"Моя eвpeйская душа на кончике карандаша"

0

Жизнь, замкнутая в комнате: трагическая судьба поэта Льва Друскина

Подписывайтесь на телеграм-канал журнала "ИсраГео"!

Василий ИВАНОВ

Страшная трагедия — с детства он не мог ходить, только лежать или ездить в инвалидном кресле. При этом светлые, действительно хорошие, замечательные стихи. Полноценная жизнь, замкнутая в комнате, множество самых разных друзей и из мира искусства и науки. Потом, после кгбшных преследований, выезд по израильской визе и он наконец-то увидел много стран, и благодаря поразительному вниманию и поддержке не только друзей, но и многих немцев (он жил в Германии) нормальная, комфортная жизнь. И всю жизнь стихи, стихи и меньше прозы.

Лев (Эйле-Лейб, в честь обоих дедов) Друскин (1921 – 1990).

В семье про деда ходили легенды. Он был не такой человек, как все, — немножко “а мишугинер”: пописывал стихи и занимался изобретательством. В частности, он изобрёл часы под названием «Чтобы часовой не спал на посту».

Исходные материалы
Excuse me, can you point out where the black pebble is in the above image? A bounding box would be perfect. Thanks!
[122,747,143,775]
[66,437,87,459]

Задания
**a)** Какими словами статья о Льве Друскине характеризует его стихи? Перечислите все такие определения.
**b)** Продолжите статью о Льве Друскине с того места, где она заканчивается.

Ответы
**a)** Светлые, действительно хорошие, замечательные.

**b)**
Вследствие перенесенного в детстве полиомиелита Лев всю жизнь был прикован к постели, вынужден был пользоваться инвалидной коляской. С шести до пятнадцати лет будущий поэт провёл в Институте восстановления трудоспособности, там познакомился с будущей женой, с которой прожил всю жизнь. В детстве посещал литературный кружок при Ленинградском Дворце Пионеров под руководством Самуила Яковлевича Маршака, который в дальнейшем много ему помогал. Занятия в ВУЗе ему пришлось прервать после первого курса.

Конечно, он хотел ощущать жизнь в полном ее объеме. И это ему удавалось. У него было много близких друзей, которые в буквальном смысле носили его на руках или на специальном стуле-носилках. В мемуарах Друскин рассказывает о целом гастрольном турне по России, в котором он принимал участие наравне с другими разнообразно одаренными мальчиками и девочками.

Его однажды забыли на пристани, но пароход, уже успевший скрыться из виду, все-таки вернулся за юным стихотворцем. Там же рассказывается и о других гастролях, уже в годы эвакуации в Среднюю Азию во время Великой Отечественной.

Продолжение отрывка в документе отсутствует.